Segmentation mask data:
_____

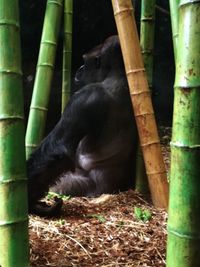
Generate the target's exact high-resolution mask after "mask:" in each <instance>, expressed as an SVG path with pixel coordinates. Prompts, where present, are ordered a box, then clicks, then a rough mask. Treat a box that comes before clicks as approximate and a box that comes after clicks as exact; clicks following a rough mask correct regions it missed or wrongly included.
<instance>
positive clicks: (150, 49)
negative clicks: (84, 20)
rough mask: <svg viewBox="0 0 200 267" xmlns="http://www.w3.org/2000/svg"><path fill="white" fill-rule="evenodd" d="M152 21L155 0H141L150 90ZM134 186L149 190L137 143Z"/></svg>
mask: <svg viewBox="0 0 200 267" xmlns="http://www.w3.org/2000/svg"><path fill="white" fill-rule="evenodd" d="M154 22H155V0H142V4H141V22H140V46H141V52H142V55H143V61H144V66H145V70H146V73H147V80H148V83H149V89H150V90H152V80H153V48H154V28H155V23H154ZM135 188H136V190H137V191H139V192H140V193H143V194H145V193H147V192H148V191H149V189H148V181H147V175H146V170H145V164H144V159H143V156H142V152H141V149H140V146H139V144H138V151H137V158H136V185H135Z"/></svg>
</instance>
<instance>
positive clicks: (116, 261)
mask: <svg viewBox="0 0 200 267" xmlns="http://www.w3.org/2000/svg"><path fill="white" fill-rule="evenodd" d="M161 131H162V136H164V139H162V142H161V144H162V150H163V154H164V158H165V163H166V166H167V168H168V166H169V146H168V144H169V139H170V138H169V130H168V131H167V134H165V133H163V130H162V129H161ZM135 207H137V208H139V210H141V211H144V210H148V212H149V214H150V218H149V220H147V221H146V222H145V221H143V220H141V219H140V218H138V216H137V214H136V211H135ZM166 220H167V214H166V212H165V211H163V210H160V209H156V208H154V207H153V206H152V205H151V204H150V203H149V202H147V201H146V200H144V198H143V197H142V196H141V195H139V194H137V193H136V192H134V191H133V190H129V191H127V192H123V193H120V194H119V195H102V196H101V197H99V198H85V197H79V198H71V199H69V200H66V201H64V207H63V212H62V216H61V217H60V218H57V219H44V218H40V217H37V216H30V222H29V232H30V247H31V248H30V249H31V267H44V266H55V267H90V266H91V267H94V266H101V267H121V266H125V267H129V266H134V267H158V266H159V267H162V266H165V250H166V235H167V232H166Z"/></svg>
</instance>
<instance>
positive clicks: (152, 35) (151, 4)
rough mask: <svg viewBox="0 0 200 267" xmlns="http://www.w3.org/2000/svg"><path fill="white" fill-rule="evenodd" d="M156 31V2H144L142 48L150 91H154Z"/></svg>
mask: <svg viewBox="0 0 200 267" xmlns="http://www.w3.org/2000/svg"><path fill="white" fill-rule="evenodd" d="M154 29H155V0H142V6H141V23H140V46H141V52H142V56H143V62H144V66H145V70H146V74H147V80H148V84H149V89H150V90H151V89H152V83H153V49H154Z"/></svg>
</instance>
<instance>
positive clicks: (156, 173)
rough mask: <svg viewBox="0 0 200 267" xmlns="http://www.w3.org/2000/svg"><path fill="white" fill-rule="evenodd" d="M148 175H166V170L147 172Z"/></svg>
mask: <svg viewBox="0 0 200 267" xmlns="http://www.w3.org/2000/svg"><path fill="white" fill-rule="evenodd" d="M146 174H147V175H148V176H149V175H156V174H166V170H165V169H164V170H163V171H155V172H147V171H146Z"/></svg>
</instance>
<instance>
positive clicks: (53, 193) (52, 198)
mask: <svg viewBox="0 0 200 267" xmlns="http://www.w3.org/2000/svg"><path fill="white" fill-rule="evenodd" d="M54 197H58V198H62V199H63V200H69V199H70V198H71V196H66V195H62V194H58V193H55V192H49V193H48V195H47V197H46V198H47V200H51V199H53V198H54Z"/></svg>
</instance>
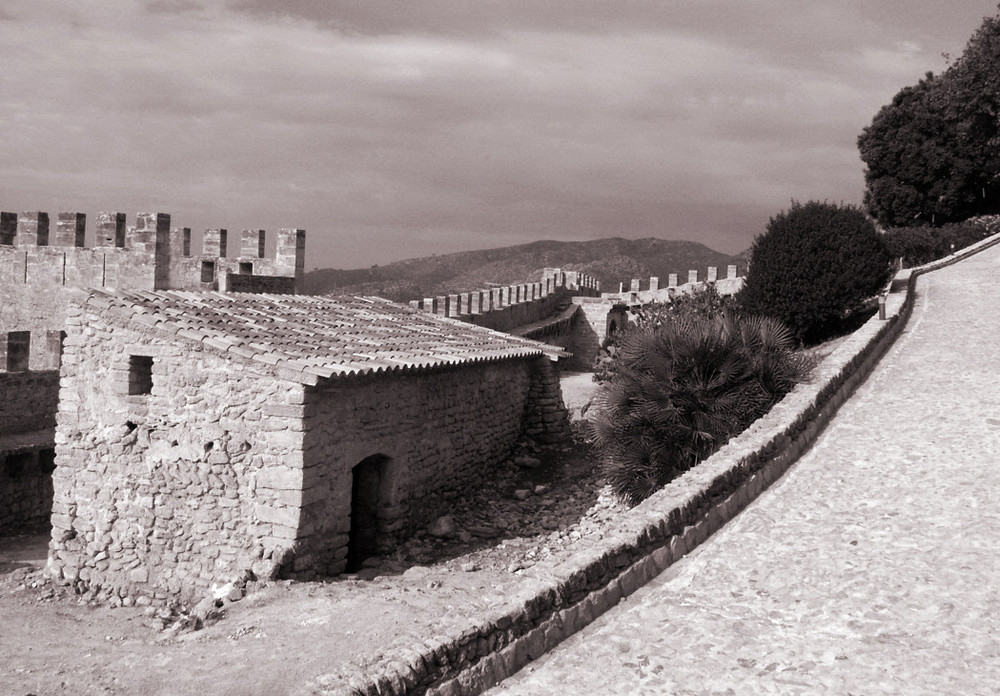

_____

### Problem description
With the images excluded, output every record verbatim.

### Task response
Generate the target's exact high-resolution mask after "mask:" in each <instance>, expressed as an SVG path with pixel coordinates. Prompts, where present, are ordered a box, then clicks, then a rough mask. Treat a box that comes before clicks as approximate and a box that comes after clicks as exact; clicks following a rough mask correct regions it missed or wrongly included.
<instance>
positive clicks: (150, 49)
negative clicks: (84, 20)
rough mask: <svg viewBox="0 0 200 267" xmlns="http://www.w3.org/2000/svg"><path fill="white" fill-rule="evenodd" d="M152 21L155 0H141L150 90ZM134 186L149 190L137 143Z"/></svg>
mask: <svg viewBox="0 0 200 267" xmlns="http://www.w3.org/2000/svg"><path fill="white" fill-rule="evenodd" d="M154 22H155V0H142V4H141V22H140V46H141V52H142V55H143V61H144V66H145V70H146V73H147V80H148V83H149V89H150V90H152V80H153V48H154V28H155V23H154ZM135 188H136V190H137V191H139V192H140V193H143V194H145V193H147V192H148V191H149V189H148V181H147V175H146V170H145V164H144V159H143V156H142V152H141V149H140V146H139V144H138V151H137V158H136V185H135Z"/></svg>
</instance>
<instance>
positive clicks: (116, 261)
mask: <svg viewBox="0 0 200 267" xmlns="http://www.w3.org/2000/svg"><path fill="white" fill-rule="evenodd" d="M161 131H162V136H164V139H162V142H161V144H162V150H163V154H164V158H165V163H166V166H167V168H168V166H169V146H168V144H169V139H170V138H169V130H168V131H167V134H165V133H163V130H162V129H161ZM135 207H137V208H139V210H141V211H144V210H148V212H149V214H150V218H149V220H147V221H146V222H145V221H143V220H141V219H140V218H138V216H137V214H136V211H135ZM166 220H167V214H166V212H165V211H163V210H160V209H156V208H154V207H153V206H152V205H151V204H150V203H149V202H147V201H146V200H144V198H143V197H142V196H141V195H139V194H137V193H136V192H134V191H133V190H129V191H127V192H123V193H120V194H119V195H102V196H101V197H99V198H85V197H79V198H71V199H69V200H66V201H64V207H63V212H62V216H61V217H60V218H57V219H44V218H40V217H37V216H30V222H29V232H30V247H31V248H30V249H31V267H44V266H55V267H90V266H91V267H94V266H101V267H121V266H125V267H129V266H134V267H158V266H159V267H162V266H165V250H166V235H167V232H166Z"/></svg>
</instance>
<instance>
positive clicks: (152, 35) (151, 4)
rough mask: <svg viewBox="0 0 200 267" xmlns="http://www.w3.org/2000/svg"><path fill="white" fill-rule="evenodd" d="M156 31V2H144L142 48L150 91H154Z"/></svg>
mask: <svg viewBox="0 0 200 267" xmlns="http://www.w3.org/2000/svg"><path fill="white" fill-rule="evenodd" d="M154 29H155V0H142V6H141V23H140V46H141V52H142V56H143V62H144V66H145V70H146V74H147V80H148V84H149V89H150V90H151V89H152V83H153V49H154Z"/></svg>
</instance>
<instance>
positive clicks: (156, 173)
rough mask: <svg viewBox="0 0 200 267" xmlns="http://www.w3.org/2000/svg"><path fill="white" fill-rule="evenodd" d="M148 175H166V170L147 172Z"/></svg>
mask: <svg viewBox="0 0 200 267" xmlns="http://www.w3.org/2000/svg"><path fill="white" fill-rule="evenodd" d="M146 174H147V175H148V176H149V175H156V174H166V170H165V169H164V170H163V171H155V172H147V171H146Z"/></svg>
</instance>
<instance>
positive clicks: (53, 193) (52, 198)
mask: <svg viewBox="0 0 200 267" xmlns="http://www.w3.org/2000/svg"><path fill="white" fill-rule="evenodd" d="M54 197H58V198H62V199H63V200H69V199H70V198H71V196H66V195H62V194H58V193H55V192H49V193H48V195H47V197H46V198H47V200H51V199H53V198H54Z"/></svg>
</instance>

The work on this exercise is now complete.